▶ _Entries provided_
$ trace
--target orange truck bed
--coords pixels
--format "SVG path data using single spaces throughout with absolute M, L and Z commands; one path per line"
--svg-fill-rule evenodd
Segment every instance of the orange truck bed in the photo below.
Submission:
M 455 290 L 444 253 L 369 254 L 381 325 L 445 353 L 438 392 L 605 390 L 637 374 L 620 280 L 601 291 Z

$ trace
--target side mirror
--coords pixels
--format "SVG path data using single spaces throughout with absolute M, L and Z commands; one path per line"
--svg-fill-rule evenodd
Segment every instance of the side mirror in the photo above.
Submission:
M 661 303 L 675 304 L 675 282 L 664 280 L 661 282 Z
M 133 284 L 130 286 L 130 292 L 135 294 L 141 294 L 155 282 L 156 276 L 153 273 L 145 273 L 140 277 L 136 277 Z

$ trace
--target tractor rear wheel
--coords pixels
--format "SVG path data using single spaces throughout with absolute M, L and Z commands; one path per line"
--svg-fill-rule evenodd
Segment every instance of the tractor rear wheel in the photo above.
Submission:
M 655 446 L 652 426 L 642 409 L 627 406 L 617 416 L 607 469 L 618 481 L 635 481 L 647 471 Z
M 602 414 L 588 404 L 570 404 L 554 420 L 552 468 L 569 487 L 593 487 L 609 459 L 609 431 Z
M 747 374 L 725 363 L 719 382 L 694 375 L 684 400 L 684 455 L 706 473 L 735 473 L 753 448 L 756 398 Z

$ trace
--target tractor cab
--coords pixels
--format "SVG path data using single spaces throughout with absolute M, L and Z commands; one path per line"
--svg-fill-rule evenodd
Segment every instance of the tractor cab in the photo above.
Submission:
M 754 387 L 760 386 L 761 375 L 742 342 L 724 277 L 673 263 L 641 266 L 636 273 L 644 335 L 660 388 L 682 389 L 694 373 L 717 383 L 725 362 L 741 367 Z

▶ _What the task asks_
Rewrite the entire listing above, swapping each "Submission:" for "Result:" and leaving every other character unchanged.

▶ _Correct output_
$ trace
--target orange truck bed
--coords pixels
--format "SVG path data using single spaces throughout with absolute M, L and Z commands; one path per line"
--svg-fill-rule evenodd
Segment every instance of the orange truck bed in the photo below.
Result:
M 455 290 L 444 253 L 369 254 L 381 325 L 445 353 L 438 392 L 605 390 L 637 374 L 620 280 L 601 291 Z

$ trace
--target side mirror
--coords pixels
--format "SVG path data using single spaces throughout with absolute M, L and Z commands; one path per line"
--svg-fill-rule evenodd
Segment every instance of the side mirror in the photo above.
Result:
M 661 303 L 675 304 L 675 282 L 664 280 L 661 282 Z
M 133 284 L 130 286 L 130 292 L 135 294 L 141 294 L 155 282 L 156 276 L 153 273 L 145 273 L 140 277 L 136 277 Z

$ trace
--target tractor rear wheel
--coords pixels
--format "SVG path data using single spaces throughout with absolute M, L and Z commands; one path per line"
--svg-fill-rule evenodd
Segment every instance of the tractor rear wheel in the photo above.
Result:
M 655 446 L 652 426 L 642 409 L 627 406 L 617 416 L 607 469 L 618 481 L 635 481 L 647 471 Z
M 602 414 L 588 404 L 570 404 L 554 420 L 552 468 L 569 487 L 593 487 L 609 459 L 609 431 Z
M 747 374 L 725 363 L 719 382 L 694 375 L 684 400 L 684 455 L 706 473 L 735 473 L 753 448 L 756 398 Z

$ trace
--target tractor cab
--coords pixels
--format "SVG path data using single spaces throughout with absolute M, L and Z commands; one path per line"
--svg-fill-rule evenodd
Segment every instance of the tractor cab in the photo above.
Result:
M 754 387 L 760 386 L 761 375 L 742 342 L 724 277 L 673 263 L 641 266 L 636 273 L 644 335 L 660 388 L 682 389 L 694 373 L 717 383 L 725 362 L 741 367 Z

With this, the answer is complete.